- WHAT IS EXPECTED: Display every line of the material below that contains the word "hazy", reproducing each such line in full.

----

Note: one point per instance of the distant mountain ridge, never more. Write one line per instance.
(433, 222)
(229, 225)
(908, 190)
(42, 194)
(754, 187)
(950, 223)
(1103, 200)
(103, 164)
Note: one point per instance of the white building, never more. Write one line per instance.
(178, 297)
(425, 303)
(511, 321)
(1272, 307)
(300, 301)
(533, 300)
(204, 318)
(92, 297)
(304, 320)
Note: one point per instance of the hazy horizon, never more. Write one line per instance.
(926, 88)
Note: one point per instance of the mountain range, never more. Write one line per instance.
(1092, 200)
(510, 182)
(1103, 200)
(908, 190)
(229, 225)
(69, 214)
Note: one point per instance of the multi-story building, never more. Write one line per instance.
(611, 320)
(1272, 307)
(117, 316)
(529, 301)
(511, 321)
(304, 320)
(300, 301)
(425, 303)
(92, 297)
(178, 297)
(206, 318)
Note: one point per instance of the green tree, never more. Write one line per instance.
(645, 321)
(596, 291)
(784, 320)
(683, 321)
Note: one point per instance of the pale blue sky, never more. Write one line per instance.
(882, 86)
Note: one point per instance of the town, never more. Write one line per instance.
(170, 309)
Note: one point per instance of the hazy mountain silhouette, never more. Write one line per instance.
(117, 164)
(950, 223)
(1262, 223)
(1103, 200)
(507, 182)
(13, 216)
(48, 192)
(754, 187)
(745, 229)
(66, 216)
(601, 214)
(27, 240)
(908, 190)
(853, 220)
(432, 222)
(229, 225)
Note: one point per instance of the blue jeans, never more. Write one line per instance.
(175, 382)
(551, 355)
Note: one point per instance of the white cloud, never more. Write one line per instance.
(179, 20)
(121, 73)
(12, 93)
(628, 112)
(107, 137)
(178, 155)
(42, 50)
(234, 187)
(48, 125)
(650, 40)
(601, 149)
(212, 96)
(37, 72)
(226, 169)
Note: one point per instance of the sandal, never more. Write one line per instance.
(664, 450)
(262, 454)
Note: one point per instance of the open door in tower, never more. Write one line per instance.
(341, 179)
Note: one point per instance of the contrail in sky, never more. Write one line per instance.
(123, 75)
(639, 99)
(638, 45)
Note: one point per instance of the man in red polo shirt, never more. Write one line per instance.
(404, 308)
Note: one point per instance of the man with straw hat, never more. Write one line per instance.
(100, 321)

----

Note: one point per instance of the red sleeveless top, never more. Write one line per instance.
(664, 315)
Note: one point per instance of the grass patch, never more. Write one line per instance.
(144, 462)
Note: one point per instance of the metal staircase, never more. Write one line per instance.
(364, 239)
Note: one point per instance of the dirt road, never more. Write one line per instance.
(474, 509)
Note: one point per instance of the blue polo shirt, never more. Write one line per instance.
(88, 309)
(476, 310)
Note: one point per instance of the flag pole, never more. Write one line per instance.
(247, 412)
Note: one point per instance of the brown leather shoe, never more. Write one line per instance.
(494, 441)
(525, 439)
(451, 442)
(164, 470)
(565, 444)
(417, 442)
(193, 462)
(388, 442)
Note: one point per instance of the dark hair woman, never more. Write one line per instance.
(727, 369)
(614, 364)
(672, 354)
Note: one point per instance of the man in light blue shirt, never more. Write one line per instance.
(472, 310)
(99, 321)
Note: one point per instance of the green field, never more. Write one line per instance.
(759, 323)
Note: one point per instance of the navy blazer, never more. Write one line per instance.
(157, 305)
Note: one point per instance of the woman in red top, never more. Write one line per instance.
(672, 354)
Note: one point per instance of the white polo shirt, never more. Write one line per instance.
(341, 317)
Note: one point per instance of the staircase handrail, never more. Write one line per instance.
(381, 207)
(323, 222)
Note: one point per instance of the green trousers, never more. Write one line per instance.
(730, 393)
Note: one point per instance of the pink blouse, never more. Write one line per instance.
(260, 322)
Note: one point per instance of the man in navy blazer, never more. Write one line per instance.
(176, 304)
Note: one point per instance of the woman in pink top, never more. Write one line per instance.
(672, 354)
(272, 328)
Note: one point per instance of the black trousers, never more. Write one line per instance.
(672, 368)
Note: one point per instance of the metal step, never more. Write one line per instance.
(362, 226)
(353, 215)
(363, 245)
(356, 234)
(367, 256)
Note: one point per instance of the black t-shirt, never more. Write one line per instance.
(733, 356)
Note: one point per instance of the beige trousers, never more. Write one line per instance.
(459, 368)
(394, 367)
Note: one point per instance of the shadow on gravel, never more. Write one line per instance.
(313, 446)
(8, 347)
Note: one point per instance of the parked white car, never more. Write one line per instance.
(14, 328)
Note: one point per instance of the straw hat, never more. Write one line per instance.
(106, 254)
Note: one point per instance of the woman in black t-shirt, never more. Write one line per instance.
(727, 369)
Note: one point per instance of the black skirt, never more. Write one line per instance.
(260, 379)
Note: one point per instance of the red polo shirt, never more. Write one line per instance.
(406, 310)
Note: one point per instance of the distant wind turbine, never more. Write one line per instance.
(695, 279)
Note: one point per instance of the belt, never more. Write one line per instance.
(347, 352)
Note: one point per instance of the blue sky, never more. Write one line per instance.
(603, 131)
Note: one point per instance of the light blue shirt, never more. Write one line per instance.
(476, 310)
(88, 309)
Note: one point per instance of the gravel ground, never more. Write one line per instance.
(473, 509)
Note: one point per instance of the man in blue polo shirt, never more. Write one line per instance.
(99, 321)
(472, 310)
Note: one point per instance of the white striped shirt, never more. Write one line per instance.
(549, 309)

----

- WRITTEN REPLY:
Note: one point per instance of the hazy horizon, never more. Write one line per instance.
Note: one point per instance of the hazy mountain silhouette, never more. Write one line per instance.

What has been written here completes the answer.